To do
All records must be restated word for word.

Dataset records
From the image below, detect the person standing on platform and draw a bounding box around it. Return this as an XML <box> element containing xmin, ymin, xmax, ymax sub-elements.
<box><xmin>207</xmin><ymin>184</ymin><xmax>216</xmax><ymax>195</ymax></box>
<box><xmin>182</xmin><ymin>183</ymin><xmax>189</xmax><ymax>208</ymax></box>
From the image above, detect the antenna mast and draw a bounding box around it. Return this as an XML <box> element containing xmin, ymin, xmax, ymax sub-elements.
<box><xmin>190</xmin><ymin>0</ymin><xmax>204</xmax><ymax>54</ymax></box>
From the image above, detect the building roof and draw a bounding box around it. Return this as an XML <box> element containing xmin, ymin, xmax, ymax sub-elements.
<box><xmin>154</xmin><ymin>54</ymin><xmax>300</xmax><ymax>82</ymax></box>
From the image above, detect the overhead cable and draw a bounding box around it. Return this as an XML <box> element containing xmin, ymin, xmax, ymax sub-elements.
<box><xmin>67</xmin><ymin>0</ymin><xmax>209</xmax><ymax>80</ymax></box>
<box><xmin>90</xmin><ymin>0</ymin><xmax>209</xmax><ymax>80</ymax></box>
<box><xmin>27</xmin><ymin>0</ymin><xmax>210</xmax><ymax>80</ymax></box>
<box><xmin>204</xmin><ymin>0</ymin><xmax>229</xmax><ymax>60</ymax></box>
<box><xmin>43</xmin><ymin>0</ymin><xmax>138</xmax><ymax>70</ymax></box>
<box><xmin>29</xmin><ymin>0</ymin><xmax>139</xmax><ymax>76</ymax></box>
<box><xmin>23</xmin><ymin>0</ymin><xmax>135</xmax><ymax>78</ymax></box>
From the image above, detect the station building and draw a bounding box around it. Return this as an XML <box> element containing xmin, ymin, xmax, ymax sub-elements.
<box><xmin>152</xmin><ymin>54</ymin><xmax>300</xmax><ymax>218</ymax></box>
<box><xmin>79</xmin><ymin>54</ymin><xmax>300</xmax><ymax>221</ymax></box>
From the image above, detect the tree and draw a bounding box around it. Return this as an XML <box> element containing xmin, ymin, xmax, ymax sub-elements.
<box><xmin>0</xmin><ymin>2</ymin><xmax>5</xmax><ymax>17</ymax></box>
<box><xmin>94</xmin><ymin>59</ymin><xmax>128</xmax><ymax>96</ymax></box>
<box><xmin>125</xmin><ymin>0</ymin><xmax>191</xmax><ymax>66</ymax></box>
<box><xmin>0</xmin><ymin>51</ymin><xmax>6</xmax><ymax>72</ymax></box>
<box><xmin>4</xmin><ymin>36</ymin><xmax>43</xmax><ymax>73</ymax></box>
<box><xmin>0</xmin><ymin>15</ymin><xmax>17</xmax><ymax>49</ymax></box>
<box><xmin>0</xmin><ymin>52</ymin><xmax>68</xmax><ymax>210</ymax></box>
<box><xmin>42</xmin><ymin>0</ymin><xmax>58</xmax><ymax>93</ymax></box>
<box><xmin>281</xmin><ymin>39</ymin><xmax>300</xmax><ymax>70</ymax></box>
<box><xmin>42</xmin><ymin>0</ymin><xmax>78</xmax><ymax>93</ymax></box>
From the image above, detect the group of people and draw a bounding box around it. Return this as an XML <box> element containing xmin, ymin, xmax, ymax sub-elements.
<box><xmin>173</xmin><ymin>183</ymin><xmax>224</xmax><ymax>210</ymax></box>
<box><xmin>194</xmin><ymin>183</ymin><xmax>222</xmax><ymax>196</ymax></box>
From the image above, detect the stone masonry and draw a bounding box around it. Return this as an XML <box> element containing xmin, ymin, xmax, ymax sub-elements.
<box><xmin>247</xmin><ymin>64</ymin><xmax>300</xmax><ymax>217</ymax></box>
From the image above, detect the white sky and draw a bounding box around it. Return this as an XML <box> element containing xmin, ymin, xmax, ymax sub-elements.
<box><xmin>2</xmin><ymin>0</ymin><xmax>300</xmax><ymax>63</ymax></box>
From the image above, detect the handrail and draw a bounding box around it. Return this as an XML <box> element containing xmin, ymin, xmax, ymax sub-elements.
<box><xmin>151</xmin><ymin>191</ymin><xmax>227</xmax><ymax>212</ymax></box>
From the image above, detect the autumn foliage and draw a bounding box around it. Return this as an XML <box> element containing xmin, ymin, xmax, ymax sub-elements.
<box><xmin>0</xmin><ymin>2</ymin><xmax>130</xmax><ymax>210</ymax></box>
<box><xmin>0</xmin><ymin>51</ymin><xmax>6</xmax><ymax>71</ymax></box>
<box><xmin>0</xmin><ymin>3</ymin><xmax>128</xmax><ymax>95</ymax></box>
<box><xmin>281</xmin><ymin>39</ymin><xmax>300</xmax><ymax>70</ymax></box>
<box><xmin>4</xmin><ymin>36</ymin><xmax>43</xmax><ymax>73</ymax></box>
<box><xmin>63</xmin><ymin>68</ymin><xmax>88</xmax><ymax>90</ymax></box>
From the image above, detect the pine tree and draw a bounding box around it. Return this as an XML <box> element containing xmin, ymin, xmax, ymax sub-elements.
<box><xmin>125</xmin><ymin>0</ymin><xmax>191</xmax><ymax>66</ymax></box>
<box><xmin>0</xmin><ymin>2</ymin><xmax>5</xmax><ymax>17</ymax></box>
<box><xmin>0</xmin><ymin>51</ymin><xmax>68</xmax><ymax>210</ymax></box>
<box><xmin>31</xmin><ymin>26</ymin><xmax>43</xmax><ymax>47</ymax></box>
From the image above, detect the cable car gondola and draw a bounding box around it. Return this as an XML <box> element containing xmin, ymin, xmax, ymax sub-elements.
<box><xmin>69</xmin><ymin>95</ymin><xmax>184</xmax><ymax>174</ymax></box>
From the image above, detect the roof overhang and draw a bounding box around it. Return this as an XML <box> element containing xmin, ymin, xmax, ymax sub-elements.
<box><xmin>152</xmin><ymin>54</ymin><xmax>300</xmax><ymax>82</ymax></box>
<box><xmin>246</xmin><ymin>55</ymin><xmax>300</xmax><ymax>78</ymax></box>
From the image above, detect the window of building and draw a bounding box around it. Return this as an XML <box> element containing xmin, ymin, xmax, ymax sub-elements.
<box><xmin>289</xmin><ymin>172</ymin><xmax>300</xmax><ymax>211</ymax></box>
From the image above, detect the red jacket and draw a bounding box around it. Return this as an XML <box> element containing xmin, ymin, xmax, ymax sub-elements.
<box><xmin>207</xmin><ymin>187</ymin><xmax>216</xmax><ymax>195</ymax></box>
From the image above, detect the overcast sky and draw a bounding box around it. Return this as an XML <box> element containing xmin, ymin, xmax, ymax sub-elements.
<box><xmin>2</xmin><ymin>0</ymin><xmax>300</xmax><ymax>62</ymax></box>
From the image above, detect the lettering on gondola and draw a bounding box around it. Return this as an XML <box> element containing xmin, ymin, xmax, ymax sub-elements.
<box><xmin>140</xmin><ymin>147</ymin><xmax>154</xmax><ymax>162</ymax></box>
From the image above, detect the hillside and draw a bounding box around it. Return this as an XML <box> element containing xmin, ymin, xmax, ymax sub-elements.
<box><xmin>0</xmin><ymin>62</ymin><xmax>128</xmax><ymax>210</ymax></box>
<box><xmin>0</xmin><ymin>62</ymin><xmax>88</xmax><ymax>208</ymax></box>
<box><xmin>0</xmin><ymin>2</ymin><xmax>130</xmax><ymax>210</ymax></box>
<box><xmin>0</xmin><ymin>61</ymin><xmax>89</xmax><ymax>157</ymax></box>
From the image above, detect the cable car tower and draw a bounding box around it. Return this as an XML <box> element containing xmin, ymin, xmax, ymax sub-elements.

Response area
From the image below, detect the person standing on platform and draw a bounding box around it. Return this as an XML <box> element containing xmin, ymin, xmax, ymax sub-elements.
<box><xmin>207</xmin><ymin>184</ymin><xmax>216</xmax><ymax>195</ymax></box>
<box><xmin>182</xmin><ymin>183</ymin><xmax>189</xmax><ymax>208</ymax></box>
From the image above, detect the antenna mast and draw a bounding box around it. Return this as an XML <box> element containing xmin, ymin, xmax, ymax sub-elements.
<box><xmin>190</xmin><ymin>0</ymin><xmax>204</xmax><ymax>54</ymax></box>
From the image above, detect the building roof and draw a bounding box around it. Return this as an XML <box> element containing xmin, ymin, xmax, ymax sub-elements.
<box><xmin>154</xmin><ymin>54</ymin><xmax>300</xmax><ymax>82</ymax></box>
From the image above, detect the overhead cable and draw a bounding box around it. Return this as an XML <box> element containing xmin, ymin, xmax, ymax sub-elements.
<box><xmin>67</xmin><ymin>0</ymin><xmax>209</xmax><ymax>80</ymax></box>
<box><xmin>90</xmin><ymin>0</ymin><xmax>209</xmax><ymax>80</ymax></box>
<box><xmin>27</xmin><ymin>0</ymin><xmax>210</xmax><ymax>80</ymax></box>
<box><xmin>204</xmin><ymin>0</ymin><xmax>229</xmax><ymax>60</ymax></box>
<box><xmin>43</xmin><ymin>0</ymin><xmax>138</xmax><ymax>70</ymax></box>
<box><xmin>29</xmin><ymin>0</ymin><xmax>139</xmax><ymax>76</ymax></box>
<box><xmin>23</xmin><ymin>0</ymin><xmax>135</xmax><ymax>78</ymax></box>
From the image above, detect the station building and draw a bounding box around it. Return this as an XML <box> element containing xmin, ymin, xmax, ymax sub-elements.
<box><xmin>152</xmin><ymin>54</ymin><xmax>300</xmax><ymax>218</ymax></box>
<box><xmin>79</xmin><ymin>54</ymin><xmax>300</xmax><ymax>221</ymax></box>
From the image above, detect the tree and draw a bounding box around it. Return this as an XML <box> element containing xmin, ymin, xmax, ymax sub-elements.
<box><xmin>0</xmin><ymin>2</ymin><xmax>5</xmax><ymax>17</ymax></box>
<box><xmin>94</xmin><ymin>59</ymin><xmax>128</xmax><ymax>96</ymax></box>
<box><xmin>125</xmin><ymin>0</ymin><xmax>191</xmax><ymax>66</ymax></box>
<box><xmin>0</xmin><ymin>51</ymin><xmax>6</xmax><ymax>72</ymax></box>
<box><xmin>4</xmin><ymin>36</ymin><xmax>43</xmax><ymax>73</ymax></box>
<box><xmin>0</xmin><ymin>15</ymin><xmax>17</xmax><ymax>49</ymax></box>
<box><xmin>0</xmin><ymin>52</ymin><xmax>68</xmax><ymax>210</ymax></box>
<box><xmin>42</xmin><ymin>0</ymin><xmax>58</xmax><ymax>93</ymax></box>
<box><xmin>281</xmin><ymin>39</ymin><xmax>300</xmax><ymax>70</ymax></box>
<box><xmin>42</xmin><ymin>0</ymin><xmax>78</xmax><ymax>93</ymax></box>
From the image above, detect the group of people and draw a bounding box around it. Return this as an XML <box> element containing xmin, ymin, xmax, ymax sub-elements.
<box><xmin>173</xmin><ymin>183</ymin><xmax>224</xmax><ymax>210</ymax></box>
<box><xmin>194</xmin><ymin>183</ymin><xmax>222</xmax><ymax>196</ymax></box>
From the image above, detect the stone masonry and draw a bounding box around it. Return this as an XML <box> element containing xmin, ymin, xmax, ymax sub-elements.
<box><xmin>247</xmin><ymin>64</ymin><xmax>300</xmax><ymax>217</ymax></box>
From the image above, detect the white sky and draw a bounding box around it. Return this as an XML <box> element containing xmin, ymin, xmax, ymax sub-elements.
<box><xmin>2</xmin><ymin>0</ymin><xmax>300</xmax><ymax>63</ymax></box>
From the image above, detect the handrail and draw a bounding box around it. Return this as an XML <box> element containing xmin, ymin, xmax, ymax sub-elements.
<box><xmin>151</xmin><ymin>191</ymin><xmax>227</xmax><ymax>212</ymax></box>
From the image above, detect the autumn foliage and draw a bounding box around it. Return this as an XML <box> element containing xmin, ymin, xmax, ymax sub-elements.
<box><xmin>0</xmin><ymin>2</ymin><xmax>130</xmax><ymax>210</ymax></box>
<box><xmin>0</xmin><ymin>51</ymin><xmax>6</xmax><ymax>71</ymax></box>
<box><xmin>0</xmin><ymin>3</ymin><xmax>128</xmax><ymax>95</ymax></box>
<box><xmin>281</xmin><ymin>39</ymin><xmax>300</xmax><ymax>70</ymax></box>
<box><xmin>4</xmin><ymin>36</ymin><xmax>43</xmax><ymax>73</ymax></box>
<box><xmin>63</xmin><ymin>68</ymin><xmax>88</xmax><ymax>90</ymax></box>
From the image above, detect the pine tree and draw a bounding box around it. Return this as an XML <box> element containing xmin, ymin, xmax, ymax sub-elements.
<box><xmin>125</xmin><ymin>0</ymin><xmax>191</xmax><ymax>66</ymax></box>
<box><xmin>0</xmin><ymin>2</ymin><xmax>5</xmax><ymax>17</ymax></box>
<box><xmin>0</xmin><ymin>51</ymin><xmax>68</xmax><ymax>210</ymax></box>
<box><xmin>31</xmin><ymin>26</ymin><xmax>43</xmax><ymax>47</ymax></box>
From the image above, detect the cable car gondola and draw a bounding box around it. Return this as an XML <box> element containing xmin, ymin, xmax, ymax sub-elements.
<box><xmin>69</xmin><ymin>95</ymin><xmax>184</xmax><ymax>174</ymax></box>
From the image above, detect the roof overhang and draw a bounding box around it. Return this as an XML <box> element containing xmin, ymin, xmax, ymax sub-elements.
<box><xmin>152</xmin><ymin>54</ymin><xmax>300</xmax><ymax>82</ymax></box>
<box><xmin>246</xmin><ymin>55</ymin><xmax>300</xmax><ymax>78</ymax></box>
From the image above, detect the window of building and draw a bounding box around it. Return this as an XML <box> element containing xmin, ymin, xmax, ymax sub-elements.
<box><xmin>289</xmin><ymin>172</ymin><xmax>300</xmax><ymax>211</ymax></box>
From the image above, detect the red jacket and draw a bounding box around it. Return this as an XML <box> element containing xmin, ymin, xmax, ymax sub-elements.
<box><xmin>207</xmin><ymin>187</ymin><xmax>216</xmax><ymax>195</ymax></box>
From the image above, detect the overcast sky and draw a bounding box around it. Return this as an XML <box> element containing xmin, ymin, xmax, ymax sub-elements.
<box><xmin>2</xmin><ymin>0</ymin><xmax>300</xmax><ymax>62</ymax></box>
From the image above, detect the lettering on gondola and draw a bounding box around it. Return this as an XML <box> element containing xmin, ymin, xmax, ymax sub-elements.
<box><xmin>140</xmin><ymin>147</ymin><xmax>154</xmax><ymax>162</ymax></box>
From the image above, detect the hillside and draw a bounding box around it. Return this as an XML <box> element containing xmin, ymin, xmax, ymax sub-elements.
<box><xmin>0</xmin><ymin>62</ymin><xmax>128</xmax><ymax>210</ymax></box>
<box><xmin>0</xmin><ymin>62</ymin><xmax>88</xmax><ymax>208</ymax></box>
<box><xmin>0</xmin><ymin>2</ymin><xmax>130</xmax><ymax>210</ymax></box>
<box><xmin>0</xmin><ymin>61</ymin><xmax>89</xmax><ymax>157</ymax></box>
From the image above, detect the cable car tower and draw a bounding box around it. Return this as an XML <box> element containing xmin, ymin, xmax, ymax sub-elements.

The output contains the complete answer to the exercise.